TASK ITEM: All entries below are to be retyped in full, precisely as they appear.

MATERIAL SUPPLIED:
-- Opening Marker --
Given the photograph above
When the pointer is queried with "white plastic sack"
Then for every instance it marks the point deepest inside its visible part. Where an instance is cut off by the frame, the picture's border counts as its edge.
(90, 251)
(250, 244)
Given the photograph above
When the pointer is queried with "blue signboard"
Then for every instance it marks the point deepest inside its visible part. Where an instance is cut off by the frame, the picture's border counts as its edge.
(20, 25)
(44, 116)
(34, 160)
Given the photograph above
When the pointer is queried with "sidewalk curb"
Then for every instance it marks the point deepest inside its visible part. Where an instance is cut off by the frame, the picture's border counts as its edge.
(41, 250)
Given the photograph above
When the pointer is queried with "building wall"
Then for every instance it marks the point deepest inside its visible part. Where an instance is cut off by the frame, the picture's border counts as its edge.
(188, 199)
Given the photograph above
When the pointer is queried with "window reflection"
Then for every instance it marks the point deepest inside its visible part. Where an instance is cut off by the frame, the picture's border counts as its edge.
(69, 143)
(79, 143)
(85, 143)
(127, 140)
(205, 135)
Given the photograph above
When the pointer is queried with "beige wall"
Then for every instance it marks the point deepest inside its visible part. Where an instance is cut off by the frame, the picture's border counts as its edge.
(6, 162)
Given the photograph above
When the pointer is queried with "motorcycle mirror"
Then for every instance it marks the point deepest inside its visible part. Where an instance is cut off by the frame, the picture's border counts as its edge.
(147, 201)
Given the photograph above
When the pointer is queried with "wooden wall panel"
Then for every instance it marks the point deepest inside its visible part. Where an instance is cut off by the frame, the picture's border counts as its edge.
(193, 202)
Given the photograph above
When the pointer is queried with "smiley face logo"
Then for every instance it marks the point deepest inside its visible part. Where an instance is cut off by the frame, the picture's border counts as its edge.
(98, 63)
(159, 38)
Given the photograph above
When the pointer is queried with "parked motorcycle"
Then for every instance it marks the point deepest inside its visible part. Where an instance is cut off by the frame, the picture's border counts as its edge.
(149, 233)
-- Closing Marker --
YOUR RESPONSE:
Given the photograph above
When the pointer is queried with "white plastic sack"
Then for every instance it marks the point deepest inside its visible part. Where an instance is cut off by the frame, the picture's border counts as its edge.
(90, 251)
(250, 244)
Given the photograph above
When the pointer is queried with "blue signboard"
Then for every instance it marks the point deepest inside its visible part. Where an instance is cut off by the frame, the picture's border counts as its edge.
(20, 25)
(44, 116)
(34, 160)
Given the photograph above
When the pointer is queried with "sidewalk curb"
Then for every instance it marks the point deepest inside its visible part. Where an instance is cut off by the frame, the picture's border counts as its edge.
(41, 250)
Given the photograph above
When the pointer is queried with "building wall"
Then for every instance it marks the point deepest inside its visible part. Where an instance is cut off by the frame, the picture's border counts as its edge.
(188, 199)
Given the photograph above
When the pointer is queried with "window reflection"
Then for every instance it marks the point deepest inside its visible part. Where an instance is cut off by the frame, the picture's border counts as its edge.
(69, 143)
(79, 143)
(85, 143)
(127, 140)
(205, 135)
Given the photograph above
When the pointer is queried with "beige wall"
Then for every instance it marks the point deepest inside its visible part. Where an instance is cut off by the frame, the picture's border counts as its edge.
(6, 162)
Given the photograph above
When the pointer is queried with "motorcycle mirror"
Then for every instance it marks the point deepest inside its visible part. Where an instance is cut off by the frame, the picture's border counts as its edge.
(147, 201)
Given the photograph above
When the pointer is queried with "wooden wall panel"
Then for every instance it marks the point deepest inside its visible part. Where an instance is cut off by the frame, the picture's border counts as its edge.
(193, 202)
Given the photograph above
When the pointer is queried with "smiley face logo"
Then for every instance it marks the point deepest inside its visible part. Where an instance is cut off by the frame, the picture's border counts as its edge.
(98, 63)
(159, 38)
Given the photograph above
When the pointer is queried with "parked motorcycle"
Then for every instance it marks the point deepest inside its visible part. Where an instance is cut off by the frame, the picture's border counts as its edge.
(149, 233)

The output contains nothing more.